* Task directions *
Convert the lines below, from the line containing "Hi annotator — your job today is to find every tree" through the last line, into a JSON list of strings with one string per line, leaving out blank lines.
--- BEGIN ---
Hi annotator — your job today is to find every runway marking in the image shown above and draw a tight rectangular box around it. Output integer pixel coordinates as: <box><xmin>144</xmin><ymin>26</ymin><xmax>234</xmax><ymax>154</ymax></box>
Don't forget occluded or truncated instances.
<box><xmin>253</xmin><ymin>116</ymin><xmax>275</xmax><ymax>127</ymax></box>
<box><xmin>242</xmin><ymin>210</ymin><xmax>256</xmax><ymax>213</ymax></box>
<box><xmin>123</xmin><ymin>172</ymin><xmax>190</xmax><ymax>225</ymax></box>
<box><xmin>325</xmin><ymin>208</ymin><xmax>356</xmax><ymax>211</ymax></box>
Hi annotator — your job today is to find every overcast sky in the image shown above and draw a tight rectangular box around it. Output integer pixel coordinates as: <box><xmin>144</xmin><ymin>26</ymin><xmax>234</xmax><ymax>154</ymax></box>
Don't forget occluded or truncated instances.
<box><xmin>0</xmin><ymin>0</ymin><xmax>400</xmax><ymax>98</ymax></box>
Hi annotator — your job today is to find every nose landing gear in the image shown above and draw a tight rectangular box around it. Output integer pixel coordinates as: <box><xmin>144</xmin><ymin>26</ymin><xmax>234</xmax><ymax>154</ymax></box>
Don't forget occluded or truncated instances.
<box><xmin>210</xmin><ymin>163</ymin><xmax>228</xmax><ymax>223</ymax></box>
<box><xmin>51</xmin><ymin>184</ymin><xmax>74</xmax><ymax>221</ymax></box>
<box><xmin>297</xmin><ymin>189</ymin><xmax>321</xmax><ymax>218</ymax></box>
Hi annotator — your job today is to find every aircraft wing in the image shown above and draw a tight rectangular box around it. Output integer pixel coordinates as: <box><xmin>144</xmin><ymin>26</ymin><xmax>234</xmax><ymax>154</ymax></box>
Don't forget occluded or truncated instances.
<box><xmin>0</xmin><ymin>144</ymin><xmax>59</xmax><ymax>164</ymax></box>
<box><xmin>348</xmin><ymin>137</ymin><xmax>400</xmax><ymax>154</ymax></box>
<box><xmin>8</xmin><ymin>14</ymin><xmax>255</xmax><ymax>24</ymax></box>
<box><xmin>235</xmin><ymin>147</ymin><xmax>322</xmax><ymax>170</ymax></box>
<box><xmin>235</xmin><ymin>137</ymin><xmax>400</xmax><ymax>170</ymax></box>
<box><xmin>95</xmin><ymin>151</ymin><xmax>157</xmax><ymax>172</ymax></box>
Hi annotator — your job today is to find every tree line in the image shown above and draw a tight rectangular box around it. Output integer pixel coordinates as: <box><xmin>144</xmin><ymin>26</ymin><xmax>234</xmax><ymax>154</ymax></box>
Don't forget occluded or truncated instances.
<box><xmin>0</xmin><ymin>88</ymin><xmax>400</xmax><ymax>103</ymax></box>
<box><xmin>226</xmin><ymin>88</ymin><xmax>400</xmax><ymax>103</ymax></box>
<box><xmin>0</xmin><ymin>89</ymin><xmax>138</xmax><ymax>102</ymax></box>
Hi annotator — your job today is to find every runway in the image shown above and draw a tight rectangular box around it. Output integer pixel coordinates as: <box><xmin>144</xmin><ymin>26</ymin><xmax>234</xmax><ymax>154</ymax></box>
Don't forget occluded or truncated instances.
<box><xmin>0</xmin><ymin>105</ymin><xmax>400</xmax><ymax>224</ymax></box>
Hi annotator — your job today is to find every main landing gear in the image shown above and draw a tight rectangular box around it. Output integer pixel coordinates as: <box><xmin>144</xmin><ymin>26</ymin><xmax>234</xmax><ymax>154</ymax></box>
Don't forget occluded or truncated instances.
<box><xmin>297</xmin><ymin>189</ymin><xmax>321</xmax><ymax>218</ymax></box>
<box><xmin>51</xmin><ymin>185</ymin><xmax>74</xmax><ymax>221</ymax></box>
--- END ---
* Written reply *
[
  "Hi annotator — your job today is to find every tree line in the image shown above and draw a tight rectangular box around it. Output integer pixel coordinates as: <box><xmin>144</xmin><ymin>26</ymin><xmax>234</xmax><ymax>154</ymax></box>",
  "Don't forget occluded or truncated instances.",
  "<box><xmin>0</xmin><ymin>88</ymin><xmax>400</xmax><ymax>103</ymax></box>",
  "<box><xmin>226</xmin><ymin>88</ymin><xmax>400</xmax><ymax>103</ymax></box>",
  "<box><xmin>0</xmin><ymin>89</ymin><xmax>138</xmax><ymax>102</ymax></box>",
  "Hi annotator — your job today is to find every runway in the image shown above and draw a tight rectangular box around it. Output integer pixel coordinates as: <box><xmin>144</xmin><ymin>26</ymin><xmax>234</xmax><ymax>154</ymax></box>",
  "Don't forget occluded or truncated instances.",
  "<box><xmin>0</xmin><ymin>105</ymin><xmax>400</xmax><ymax>224</ymax></box>",
  "Hi annotator — your job today is to find every main landing gear in the image shown above and draw a tight rectangular box around it. Output integer pixel coordinates as: <box><xmin>144</xmin><ymin>26</ymin><xmax>234</xmax><ymax>154</ymax></box>",
  "Don't forget occluded or truncated instances.",
  "<box><xmin>297</xmin><ymin>189</ymin><xmax>321</xmax><ymax>218</ymax></box>",
  "<box><xmin>51</xmin><ymin>185</ymin><xmax>74</xmax><ymax>221</ymax></box>"
]